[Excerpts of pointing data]
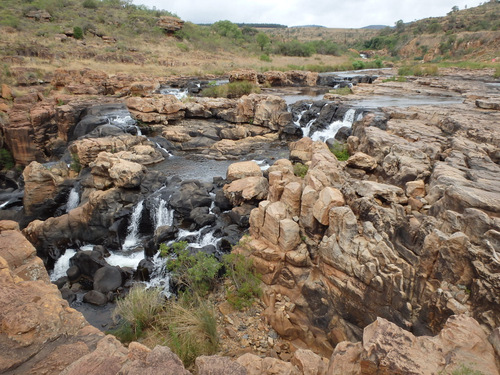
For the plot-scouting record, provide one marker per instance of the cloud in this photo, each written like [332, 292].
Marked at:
[336, 13]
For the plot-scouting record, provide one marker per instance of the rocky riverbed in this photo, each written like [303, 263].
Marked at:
[397, 244]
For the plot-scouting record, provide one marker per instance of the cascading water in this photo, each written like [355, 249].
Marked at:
[133, 230]
[332, 129]
[73, 199]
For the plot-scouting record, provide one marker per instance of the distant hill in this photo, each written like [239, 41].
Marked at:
[307, 26]
[375, 27]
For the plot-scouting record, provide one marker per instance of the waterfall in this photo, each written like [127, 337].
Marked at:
[133, 229]
[73, 199]
[163, 214]
[62, 265]
[331, 130]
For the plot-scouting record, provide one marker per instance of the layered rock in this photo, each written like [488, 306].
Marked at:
[405, 231]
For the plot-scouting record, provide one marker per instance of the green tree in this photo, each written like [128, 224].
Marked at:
[262, 40]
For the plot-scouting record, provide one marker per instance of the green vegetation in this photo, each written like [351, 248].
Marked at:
[300, 170]
[189, 329]
[231, 90]
[6, 159]
[77, 32]
[136, 312]
[194, 273]
[245, 283]
[340, 151]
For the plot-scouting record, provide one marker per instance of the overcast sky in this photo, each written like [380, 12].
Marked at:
[329, 13]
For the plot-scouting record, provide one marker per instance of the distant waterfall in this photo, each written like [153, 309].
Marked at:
[73, 199]
[133, 228]
[332, 129]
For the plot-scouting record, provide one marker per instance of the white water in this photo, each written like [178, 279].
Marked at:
[133, 229]
[125, 259]
[332, 129]
[73, 200]
[62, 265]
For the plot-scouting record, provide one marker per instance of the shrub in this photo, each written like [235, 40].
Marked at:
[245, 283]
[138, 309]
[6, 159]
[340, 151]
[300, 170]
[189, 329]
[77, 32]
[196, 273]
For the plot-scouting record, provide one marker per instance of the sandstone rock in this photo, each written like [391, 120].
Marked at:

[GIVEN INSTRUCTION]:
Every line of the data above should be quoted exactly. Omit the pictures.

[WORKED SOLUTION]:
For the plot-scouting record, provide one marker per instance of the cloud in this photo, each written like [332, 292].
Marked at:
[336, 13]
For the plot-scouting record, provide one marker per instance of the rocky riverbed in this photo, each written like [303, 263].
Marked at:
[397, 244]
For the plot-scouting record, provide one marker per instance of the cascading water in this photo, each written like [355, 249].
Marked at:
[133, 230]
[332, 129]
[73, 199]
For the plot-scouting record, provide one marker per instance of the distant hill in this photo, each written like [239, 41].
Marked at:
[307, 26]
[375, 27]
For the plot-scouting record, provide one marker per instance of the waterfall in this photo, each written like [127, 337].
Marked at:
[133, 229]
[73, 199]
[163, 214]
[62, 265]
[331, 130]
For the plot-scouting record, provide one marker per instance of the layered rock in this photo, each written like [488, 306].
Marked at:
[405, 231]
For the plot-scouting record, provide one marker per instance of the green tree in this photo, each written like [128, 224].
Marked at:
[262, 40]
For the plot-scouting record, provide one marker per instance of the green vegetation in this photo, each written like [351, 248].
Marked at:
[300, 170]
[189, 329]
[231, 90]
[6, 159]
[77, 32]
[136, 312]
[194, 273]
[245, 283]
[340, 151]
For the plot-scouting record, provide one marker per instance of the overcast sky in this photo, each written like [380, 12].
Marked at:
[329, 13]
For the plot-scouting record, provide one marker per instance of the distant waterfall in this photo, each written like [153, 309].
Marked at:
[73, 199]
[133, 228]
[332, 129]
For the plot-scouting record, provide one marker per instance of the white water in this photo, each written like [178, 279].
Marked at:
[133, 229]
[125, 259]
[332, 129]
[73, 200]
[62, 265]
For the plot-scouting record, provide one marker per instance of the shrub in this photo, each written like [235, 40].
Marked at:
[245, 283]
[138, 309]
[6, 159]
[340, 151]
[300, 170]
[189, 329]
[77, 32]
[196, 273]
For the plot-scouting record, provide one marker per instance of the sandstone rock in this photo, each written like [391, 120].
Marked at:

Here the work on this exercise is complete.